═════ Given text

Ovulation occurs at the midpoint of the menstrual cycle. Estrogen production from the dominant follicle leads to a sharp rise in LH secretion, causing the dominant follicle to release its egg. The egg is swept into the Fallopian tube by thin structures on the ends of the tubes known as fimbriae. At this time, the cervix produces an increased amount of thick mucus that assists sperm in the passage into the uterus.

Luteal phase

The luteal phase of the menstrual cycle begins at ovulation (egg release). After the egg is released, the empty follicle turns into a mass of cells called the corpus luteum. The corpus luteum then produces progesterone, a hormone that readies the lining of the uterus for implantation of a fertilized egg. If an egg has been fertilized, the fertilized egg travels down the Fallopian tubes back into the uterus and implants in the uterine lining tissue. If there has not been a fertilization of an egg, the lining of the uterus eventually breaks down and is shed during menstrual bleeding.

Menopause

Menopause is defined at the point in time at which a woman has not had a menstrual period for 12 consecutive months. It signals the end of a woman's fertility and occurs, on average, at 51 years of age, but the time of menopause can vary widely. With menopause, hormone levels drop, and some women experience unpleasant effects of the lowered hormone levels, ranging from hot flashes, to mood changes, headache, tiredness, and sleep disturbances.

REFERENCE: MedscapeReference.com. Female Reproduction Organ Anatomy.

══════════

● Exercise brief
Update the stretch of the menstrual cycle text from "Ovulation occurs at" through "into the uterus." so that "luteinizing hormone" takes the place of "LH".

═════ Dataset content

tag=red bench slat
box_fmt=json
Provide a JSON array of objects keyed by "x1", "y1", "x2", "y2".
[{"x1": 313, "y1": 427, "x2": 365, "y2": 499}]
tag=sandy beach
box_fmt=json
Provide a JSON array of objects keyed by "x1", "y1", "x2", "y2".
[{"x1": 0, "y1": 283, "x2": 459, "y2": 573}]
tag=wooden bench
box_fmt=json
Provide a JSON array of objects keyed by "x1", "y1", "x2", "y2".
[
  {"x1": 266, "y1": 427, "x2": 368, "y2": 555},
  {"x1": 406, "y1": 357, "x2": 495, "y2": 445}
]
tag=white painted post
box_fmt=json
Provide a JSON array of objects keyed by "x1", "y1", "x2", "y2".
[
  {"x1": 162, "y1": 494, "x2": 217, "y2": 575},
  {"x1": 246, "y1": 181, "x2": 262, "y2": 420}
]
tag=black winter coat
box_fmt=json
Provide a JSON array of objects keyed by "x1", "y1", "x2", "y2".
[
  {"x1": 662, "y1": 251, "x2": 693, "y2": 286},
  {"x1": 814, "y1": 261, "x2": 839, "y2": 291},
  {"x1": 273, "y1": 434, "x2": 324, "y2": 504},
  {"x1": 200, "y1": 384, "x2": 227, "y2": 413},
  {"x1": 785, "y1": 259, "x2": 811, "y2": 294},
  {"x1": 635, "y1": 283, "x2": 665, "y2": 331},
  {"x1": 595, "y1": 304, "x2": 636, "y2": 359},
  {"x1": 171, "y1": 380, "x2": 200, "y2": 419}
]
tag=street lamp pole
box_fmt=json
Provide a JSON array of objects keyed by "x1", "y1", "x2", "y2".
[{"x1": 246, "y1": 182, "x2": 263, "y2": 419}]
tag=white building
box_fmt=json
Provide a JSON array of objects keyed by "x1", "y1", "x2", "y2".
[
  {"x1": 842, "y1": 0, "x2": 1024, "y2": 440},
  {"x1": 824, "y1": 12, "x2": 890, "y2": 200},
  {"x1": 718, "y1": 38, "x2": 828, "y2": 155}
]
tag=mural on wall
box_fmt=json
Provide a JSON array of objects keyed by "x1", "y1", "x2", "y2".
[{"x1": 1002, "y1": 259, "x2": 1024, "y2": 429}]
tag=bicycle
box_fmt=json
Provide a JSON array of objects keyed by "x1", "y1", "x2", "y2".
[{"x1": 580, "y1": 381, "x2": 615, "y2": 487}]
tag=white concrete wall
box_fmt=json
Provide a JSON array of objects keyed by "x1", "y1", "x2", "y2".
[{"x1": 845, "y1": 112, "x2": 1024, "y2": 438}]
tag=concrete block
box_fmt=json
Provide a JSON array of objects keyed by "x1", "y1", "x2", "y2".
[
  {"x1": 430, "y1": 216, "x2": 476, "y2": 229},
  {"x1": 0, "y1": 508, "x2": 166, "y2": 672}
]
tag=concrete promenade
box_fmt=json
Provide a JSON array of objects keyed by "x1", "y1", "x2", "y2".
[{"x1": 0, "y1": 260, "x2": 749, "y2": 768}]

══════════

● Solution to this problem
Ovulation occurs at the midpoint of the menstrual cycle. Estrogen production from the dominant follicle leads to a sharp rise in luteinizing hormone secretion, causing the dominant follicle to release its egg. The egg is swept into the Fallopian tube by thin structures on the ends of the tubes known as fimbriae. At this time, the cervix produces an increased amount of thick mucus that assists sperm in the passage into the uterus.